## Рабочее задание
Как продолжить текст о торговых льготах Венеции у крестоносцев? Подхватите его сразу после последнего предложения.

##### Текст для разбора #####

Менее счастливы в приобретении колоний были пизанцы, а венецианцы с течением времени оставили позади себя все другие итальянские города по умению извлекать торговые выгоды из помощи, оказываемой крестоносцам. В 1100 году они пристали на 200 судах к гавани Яффа и заключили с Годфридом Бульонским договор, по которому блюститель Гроба Господня предоставлял им в каждом городе королевства церковь и место, удобное для рынка, и полную свободу от пошлин. Кроме того, в каждом городе, который будет взят с их помощью в ближайшую кампанию, они должны были получить треть его в полную собственность. Так возникла впоследствии цветущая Венецианская колония в Сидоне. В царствование Балдуина II за новую помощь против исламитов Венеция добилась и новых льгот. По договору 1123 года венецианцы в Иерусалиме получили квартал, равный владениям самого короля, а в каждом городе королевства улицы, базарную площадь, церковь, баню и пекарню, с полной свободой от всяких ввозных и вывозных пошлин. Следующей весной был взят Палестинский Тир, и треть его тотчас же была отдана венецианцам. Укрепленное положение его давало Венеции большое преимущество перед ее соперницами — Генуей и Пизой.

##### Данные #####

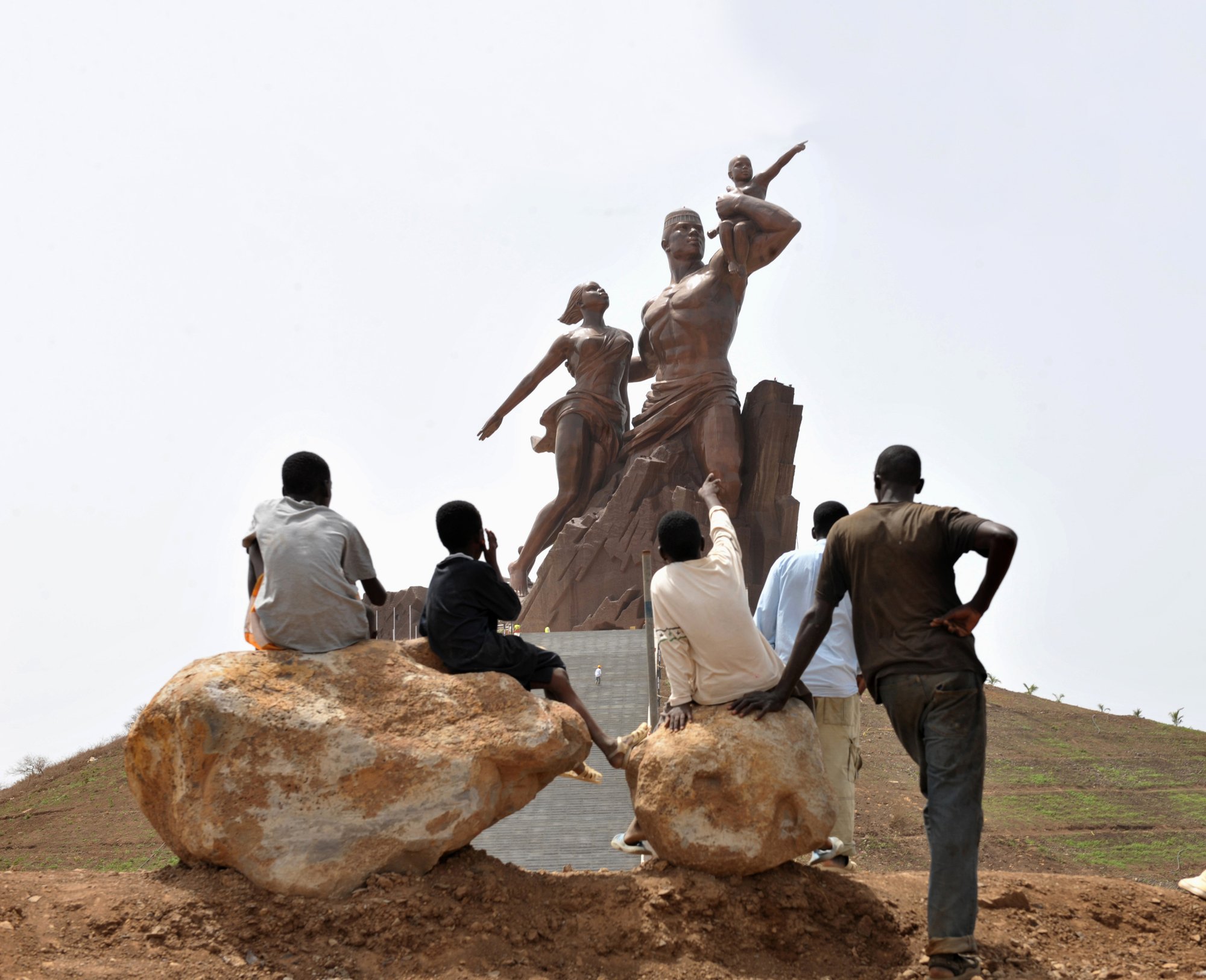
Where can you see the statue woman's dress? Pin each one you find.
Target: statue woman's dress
(598, 365)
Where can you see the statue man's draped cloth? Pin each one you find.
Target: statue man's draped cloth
(674, 406)
(606, 418)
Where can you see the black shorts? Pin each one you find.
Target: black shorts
(529, 664)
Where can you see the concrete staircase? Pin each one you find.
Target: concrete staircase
(572, 823)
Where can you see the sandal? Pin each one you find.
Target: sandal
(583, 772)
(955, 966)
(641, 848)
(625, 744)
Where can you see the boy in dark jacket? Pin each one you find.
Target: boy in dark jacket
(460, 619)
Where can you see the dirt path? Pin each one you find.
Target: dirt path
(477, 917)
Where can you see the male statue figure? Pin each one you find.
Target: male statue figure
(687, 335)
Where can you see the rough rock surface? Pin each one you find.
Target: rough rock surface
(734, 796)
(311, 772)
(592, 577)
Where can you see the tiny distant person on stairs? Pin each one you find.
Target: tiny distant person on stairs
(305, 561)
(465, 602)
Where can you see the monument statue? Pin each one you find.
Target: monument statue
(586, 429)
(687, 335)
(616, 485)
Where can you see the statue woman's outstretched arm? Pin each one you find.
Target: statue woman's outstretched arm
(558, 354)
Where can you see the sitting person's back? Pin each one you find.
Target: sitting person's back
(460, 620)
(711, 647)
(306, 561)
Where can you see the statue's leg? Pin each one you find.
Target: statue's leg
(572, 453)
(717, 441)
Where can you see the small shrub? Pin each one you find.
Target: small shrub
(134, 718)
(31, 766)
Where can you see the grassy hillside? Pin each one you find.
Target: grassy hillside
(79, 814)
(1068, 790)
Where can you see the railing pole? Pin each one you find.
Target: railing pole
(647, 574)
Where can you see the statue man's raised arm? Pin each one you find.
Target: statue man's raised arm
(775, 224)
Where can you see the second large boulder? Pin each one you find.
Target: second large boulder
(734, 796)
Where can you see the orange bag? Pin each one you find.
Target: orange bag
(254, 630)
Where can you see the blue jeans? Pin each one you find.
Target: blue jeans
(941, 723)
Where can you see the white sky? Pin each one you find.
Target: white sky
(237, 231)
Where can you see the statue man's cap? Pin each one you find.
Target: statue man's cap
(684, 215)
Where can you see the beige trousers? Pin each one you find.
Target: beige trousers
(839, 723)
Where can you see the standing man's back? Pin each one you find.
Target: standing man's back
(834, 677)
(914, 638)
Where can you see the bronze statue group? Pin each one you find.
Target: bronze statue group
(885, 574)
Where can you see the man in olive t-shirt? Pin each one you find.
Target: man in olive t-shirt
(915, 643)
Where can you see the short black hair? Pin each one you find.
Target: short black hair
(459, 524)
(678, 536)
(305, 473)
(827, 515)
(899, 465)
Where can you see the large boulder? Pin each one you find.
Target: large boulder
(734, 796)
(311, 772)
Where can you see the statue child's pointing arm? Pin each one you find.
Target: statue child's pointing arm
(772, 172)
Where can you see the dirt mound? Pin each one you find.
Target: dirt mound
(475, 916)
(1068, 790)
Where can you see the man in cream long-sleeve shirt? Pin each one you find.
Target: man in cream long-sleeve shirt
(712, 650)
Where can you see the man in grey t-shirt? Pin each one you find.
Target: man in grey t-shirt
(306, 560)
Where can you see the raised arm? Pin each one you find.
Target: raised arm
(776, 227)
(998, 544)
(772, 172)
(549, 363)
(645, 361)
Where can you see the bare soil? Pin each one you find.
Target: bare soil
(477, 917)
(1068, 790)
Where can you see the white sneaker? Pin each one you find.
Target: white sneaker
(1195, 885)
(828, 854)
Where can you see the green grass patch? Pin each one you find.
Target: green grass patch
(1075, 807)
(1191, 806)
(1137, 856)
(1017, 774)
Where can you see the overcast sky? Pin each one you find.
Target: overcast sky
(235, 231)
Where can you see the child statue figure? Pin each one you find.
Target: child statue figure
(736, 236)
(584, 429)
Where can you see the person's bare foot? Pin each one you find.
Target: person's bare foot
(518, 577)
(617, 750)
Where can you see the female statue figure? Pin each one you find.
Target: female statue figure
(582, 430)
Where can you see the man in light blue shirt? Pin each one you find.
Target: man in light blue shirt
(834, 674)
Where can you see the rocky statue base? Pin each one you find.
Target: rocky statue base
(734, 796)
(592, 576)
(308, 773)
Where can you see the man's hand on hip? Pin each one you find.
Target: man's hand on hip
(961, 621)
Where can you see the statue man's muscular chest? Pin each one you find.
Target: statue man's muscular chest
(695, 315)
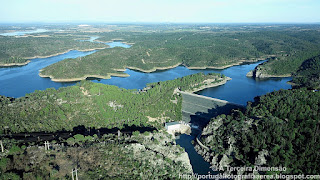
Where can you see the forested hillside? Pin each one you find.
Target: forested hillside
(98, 105)
(277, 129)
(308, 74)
(149, 155)
(195, 49)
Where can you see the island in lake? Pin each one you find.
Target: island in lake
(92, 129)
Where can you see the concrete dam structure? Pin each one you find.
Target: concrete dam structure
(197, 109)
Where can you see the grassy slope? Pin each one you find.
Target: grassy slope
(96, 105)
(193, 49)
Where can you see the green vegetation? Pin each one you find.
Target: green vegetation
(165, 49)
(107, 157)
(97, 105)
(308, 74)
(19, 49)
(277, 129)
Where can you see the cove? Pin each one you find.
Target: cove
(19, 81)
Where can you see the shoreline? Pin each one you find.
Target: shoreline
(52, 55)
(224, 81)
(147, 71)
(83, 77)
(15, 64)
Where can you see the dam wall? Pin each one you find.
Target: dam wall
(197, 109)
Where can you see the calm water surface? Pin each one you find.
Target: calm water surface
(22, 33)
(18, 81)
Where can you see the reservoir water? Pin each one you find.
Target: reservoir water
(18, 81)
(22, 33)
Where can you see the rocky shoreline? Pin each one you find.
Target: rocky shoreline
(56, 54)
(15, 64)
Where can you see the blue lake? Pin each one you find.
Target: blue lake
(18, 81)
(22, 33)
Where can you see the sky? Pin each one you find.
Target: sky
(175, 11)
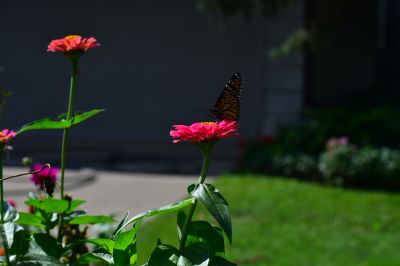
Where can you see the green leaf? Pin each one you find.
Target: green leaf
(75, 204)
(165, 255)
(95, 257)
(20, 245)
(45, 123)
(61, 123)
(216, 205)
(166, 209)
(38, 259)
(219, 261)
(91, 219)
(7, 231)
(124, 239)
(105, 243)
(80, 117)
(124, 252)
(198, 254)
(203, 232)
(119, 226)
(49, 205)
(11, 215)
(30, 219)
(48, 244)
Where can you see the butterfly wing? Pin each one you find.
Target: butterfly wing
(227, 106)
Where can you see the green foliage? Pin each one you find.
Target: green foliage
(347, 164)
(91, 219)
(216, 205)
(284, 222)
(61, 123)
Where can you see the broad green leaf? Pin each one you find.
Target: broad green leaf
(11, 215)
(203, 232)
(7, 231)
(219, 261)
(119, 226)
(20, 244)
(91, 219)
(124, 252)
(105, 243)
(38, 259)
(166, 209)
(80, 117)
(49, 205)
(30, 219)
(198, 254)
(45, 123)
(124, 239)
(48, 244)
(165, 255)
(75, 204)
(95, 257)
(216, 205)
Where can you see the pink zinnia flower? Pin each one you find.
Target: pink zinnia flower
(204, 131)
(72, 43)
(47, 173)
(6, 135)
(12, 202)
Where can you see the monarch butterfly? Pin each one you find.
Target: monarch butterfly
(227, 106)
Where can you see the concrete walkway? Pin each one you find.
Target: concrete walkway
(107, 192)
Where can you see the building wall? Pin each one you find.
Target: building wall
(284, 77)
(160, 63)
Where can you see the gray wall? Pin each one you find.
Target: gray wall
(160, 63)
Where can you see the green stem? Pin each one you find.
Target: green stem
(204, 171)
(5, 244)
(74, 76)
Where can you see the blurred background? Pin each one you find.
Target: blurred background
(319, 104)
(165, 63)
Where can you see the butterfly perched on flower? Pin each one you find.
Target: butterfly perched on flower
(227, 106)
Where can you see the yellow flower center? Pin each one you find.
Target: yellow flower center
(72, 36)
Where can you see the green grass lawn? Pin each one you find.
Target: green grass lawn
(285, 222)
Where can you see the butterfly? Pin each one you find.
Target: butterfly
(227, 106)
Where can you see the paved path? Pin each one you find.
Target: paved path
(108, 192)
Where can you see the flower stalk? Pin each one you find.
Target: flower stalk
(74, 76)
(206, 149)
(2, 146)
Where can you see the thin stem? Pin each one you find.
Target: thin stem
(5, 244)
(203, 175)
(74, 76)
(1, 186)
(28, 173)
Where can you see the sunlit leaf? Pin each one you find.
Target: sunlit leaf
(80, 117)
(49, 205)
(91, 219)
(30, 219)
(163, 210)
(216, 205)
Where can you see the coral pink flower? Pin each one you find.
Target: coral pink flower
(72, 43)
(12, 202)
(204, 131)
(47, 173)
(6, 135)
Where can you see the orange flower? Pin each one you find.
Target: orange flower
(72, 43)
(204, 131)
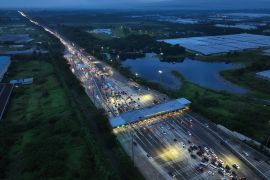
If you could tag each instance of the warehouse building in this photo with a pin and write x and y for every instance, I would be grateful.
(149, 112)
(212, 45)
(264, 74)
(4, 64)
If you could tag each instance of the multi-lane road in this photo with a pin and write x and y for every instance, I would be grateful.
(169, 141)
(181, 145)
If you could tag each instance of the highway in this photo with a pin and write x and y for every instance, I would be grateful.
(168, 142)
(178, 144)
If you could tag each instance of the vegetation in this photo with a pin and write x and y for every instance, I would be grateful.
(50, 128)
(131, 46)
(42, 136)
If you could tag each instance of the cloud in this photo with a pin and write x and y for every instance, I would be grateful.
(221, 4)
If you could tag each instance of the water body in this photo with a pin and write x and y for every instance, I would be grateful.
(205, 74)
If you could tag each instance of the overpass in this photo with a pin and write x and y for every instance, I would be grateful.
(149, 112)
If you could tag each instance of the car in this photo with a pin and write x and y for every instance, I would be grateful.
(235, 166)
(234, 173)
(193, 156)
(220, 172)
(245, 153)
(212, 166)
(183, 145)
(171, 174)
(220, 162)
(200, 169)
(211, 173)
(227, 167)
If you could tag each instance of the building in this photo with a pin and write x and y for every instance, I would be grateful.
(213, 45)
(149, 112)
(4, 64)
(22, 81)
(264, 74)
(15, 38)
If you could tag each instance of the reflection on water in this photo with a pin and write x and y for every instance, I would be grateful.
(204, 74)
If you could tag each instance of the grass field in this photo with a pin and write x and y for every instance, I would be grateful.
(42, 135)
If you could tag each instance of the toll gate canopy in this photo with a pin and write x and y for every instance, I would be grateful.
(148, 112)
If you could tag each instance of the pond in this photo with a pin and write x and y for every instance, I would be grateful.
(205, 74)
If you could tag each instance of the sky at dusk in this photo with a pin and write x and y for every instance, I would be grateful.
(115, 4)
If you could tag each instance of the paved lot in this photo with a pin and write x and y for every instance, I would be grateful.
(167, 143)
(221, 44)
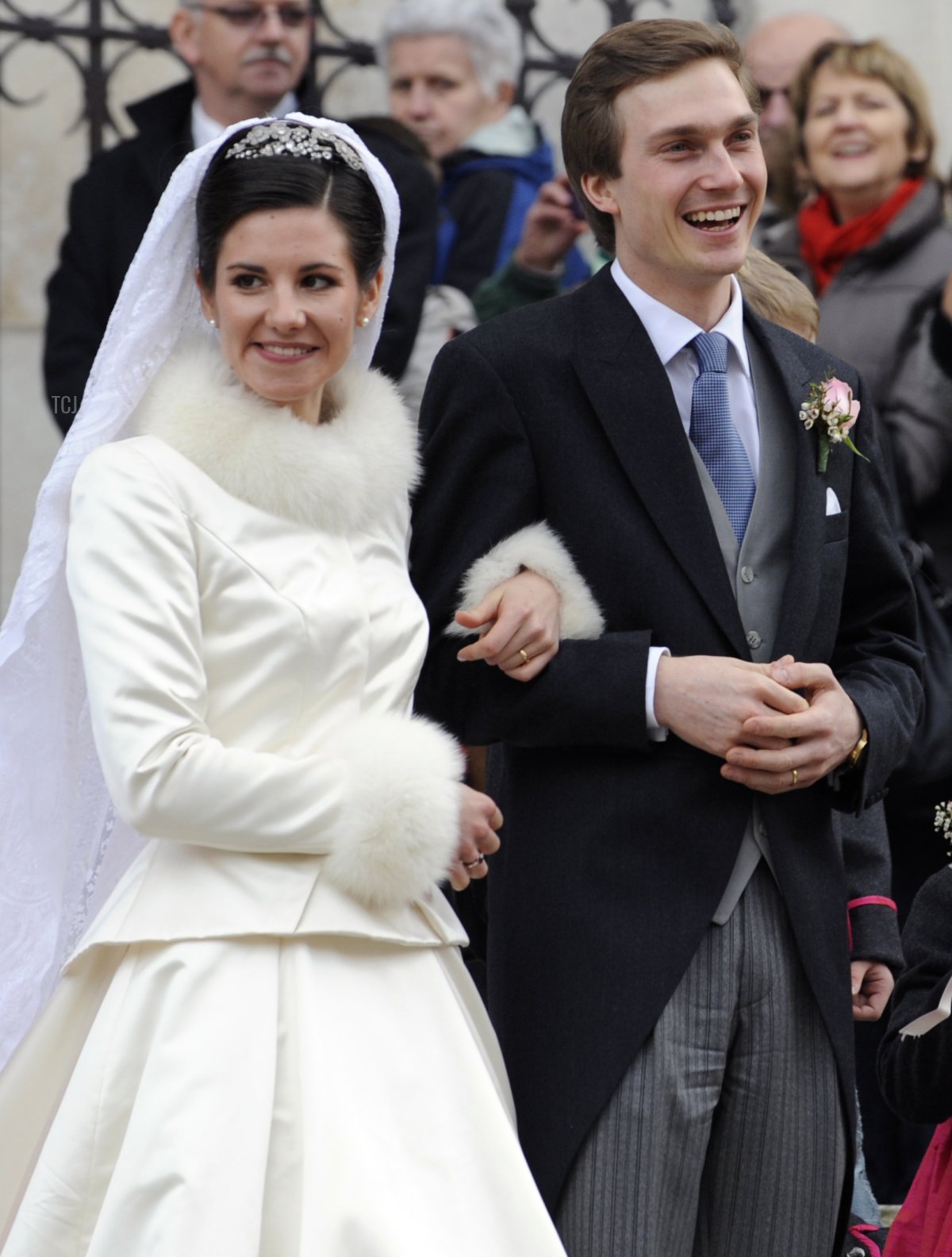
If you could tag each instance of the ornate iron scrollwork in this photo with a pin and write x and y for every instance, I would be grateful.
(108, 33)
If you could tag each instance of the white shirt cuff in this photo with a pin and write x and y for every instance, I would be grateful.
(656, 732)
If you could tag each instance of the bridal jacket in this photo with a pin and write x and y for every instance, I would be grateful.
(251, 640)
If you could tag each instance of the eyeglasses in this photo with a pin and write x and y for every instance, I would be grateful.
(250, 15)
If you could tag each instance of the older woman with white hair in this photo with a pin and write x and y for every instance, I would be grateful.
(452, 68)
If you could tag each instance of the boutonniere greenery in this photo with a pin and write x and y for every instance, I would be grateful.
(943, 824)
(831, 408)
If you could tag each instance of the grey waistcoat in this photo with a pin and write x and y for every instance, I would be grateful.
(758, 570)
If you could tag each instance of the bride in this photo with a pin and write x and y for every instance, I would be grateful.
(265, 1044)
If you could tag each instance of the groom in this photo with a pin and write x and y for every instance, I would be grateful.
(667, 925)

#####

## Ответ ниже
Торговые колонии итальянских горожан в береговых городах Сирии назывались официально коммунами, хотя колонисты их и не имели независимого самоуправления. Дома, склады для товаров, базарные площади, лавки, церковь и все, что вообще нужно было коммуне, не принадлежало жившим в ней гражданам, а составляло общественную собственность их государства на Западе, т. е. Венеции, Пизы и Генуи, которые и предоставляли угодья колониям только во временное пользование и за известную плату. Поэтому и высшие должностные лица в таких псевдо-коммунах назначались метрополией. Первоначально эти чиновники назывались виконтами, впоследствии (у генуэзцев и пизанцев) консулами, а у венецианцев — бальи (bajulus, bailo). Еще позднее, над всеми колониями одной и той же области ставился только один консул или бальи, который жил в главной псевдо-коммуне. Исключительное положение таких коммун сказывалось преимущественно в судопроизводстве: члены их по гражданским и мелким уголовным делам не подлежали суду палаты горожан всего города, а своим собственным присяжным, под председательством виконта коммуны.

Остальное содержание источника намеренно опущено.